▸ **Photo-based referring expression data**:
○ ○ ○ ○ ○ ○ ○

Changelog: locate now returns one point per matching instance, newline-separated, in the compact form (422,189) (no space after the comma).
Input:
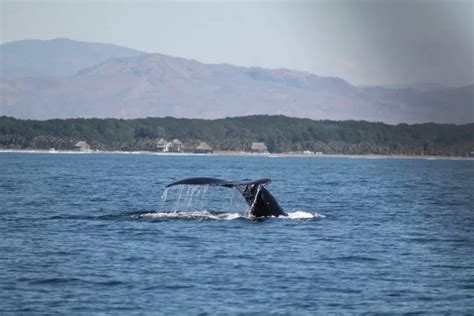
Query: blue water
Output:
(88,233)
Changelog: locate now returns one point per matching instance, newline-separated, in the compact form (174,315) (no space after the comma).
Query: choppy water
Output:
(90,233)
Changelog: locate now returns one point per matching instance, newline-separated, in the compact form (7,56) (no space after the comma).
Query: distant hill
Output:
(55,58)
(145,85)
(279,133)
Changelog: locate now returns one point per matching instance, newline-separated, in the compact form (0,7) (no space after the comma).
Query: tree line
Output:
(279,133)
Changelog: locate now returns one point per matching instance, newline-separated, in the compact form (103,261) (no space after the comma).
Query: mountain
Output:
(421,86)
(55,58)
(158,85)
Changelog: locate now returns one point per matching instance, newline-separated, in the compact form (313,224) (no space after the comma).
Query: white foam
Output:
(200,215)
(203,215)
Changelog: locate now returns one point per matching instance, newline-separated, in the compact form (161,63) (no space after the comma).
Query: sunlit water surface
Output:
(94,233)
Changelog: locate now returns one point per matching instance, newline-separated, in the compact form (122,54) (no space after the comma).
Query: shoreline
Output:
(241,154)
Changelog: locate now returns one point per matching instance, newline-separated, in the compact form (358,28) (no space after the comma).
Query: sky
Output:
(364,42)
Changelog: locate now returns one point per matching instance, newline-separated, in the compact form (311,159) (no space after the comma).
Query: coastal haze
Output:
(62,78)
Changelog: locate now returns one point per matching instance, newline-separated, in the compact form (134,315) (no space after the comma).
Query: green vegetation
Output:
(279,133)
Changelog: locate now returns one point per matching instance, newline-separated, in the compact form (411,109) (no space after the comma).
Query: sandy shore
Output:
(240,154)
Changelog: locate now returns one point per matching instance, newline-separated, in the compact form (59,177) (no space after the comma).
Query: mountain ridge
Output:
(144,85)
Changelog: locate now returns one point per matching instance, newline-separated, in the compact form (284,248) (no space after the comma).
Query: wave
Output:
(206,215)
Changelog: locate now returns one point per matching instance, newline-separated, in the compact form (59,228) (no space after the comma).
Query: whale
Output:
(261,202)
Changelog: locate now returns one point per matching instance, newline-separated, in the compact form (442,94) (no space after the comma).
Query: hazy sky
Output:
(364,42)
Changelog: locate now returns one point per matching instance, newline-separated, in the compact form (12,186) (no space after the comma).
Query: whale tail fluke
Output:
(261,201)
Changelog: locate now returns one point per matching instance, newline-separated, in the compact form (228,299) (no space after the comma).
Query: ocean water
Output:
(93,233)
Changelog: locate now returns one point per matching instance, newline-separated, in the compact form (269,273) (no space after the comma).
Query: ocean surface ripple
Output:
(94,234)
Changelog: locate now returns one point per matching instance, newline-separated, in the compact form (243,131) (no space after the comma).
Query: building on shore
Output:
(258,148)
(82,146)
(203,148)
(176,146)
(163,146)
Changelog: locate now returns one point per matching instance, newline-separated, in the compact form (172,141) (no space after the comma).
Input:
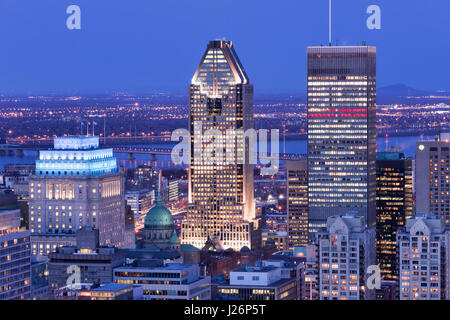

○ ○ ○ ○ ○ ○ ○

▸ **WORK REQUIRED**: Every line with "ocean" in it should be copied from the entries above.

▸ **TASK RESPONSE**:
Query: ocean water
Query: ocean surface ripple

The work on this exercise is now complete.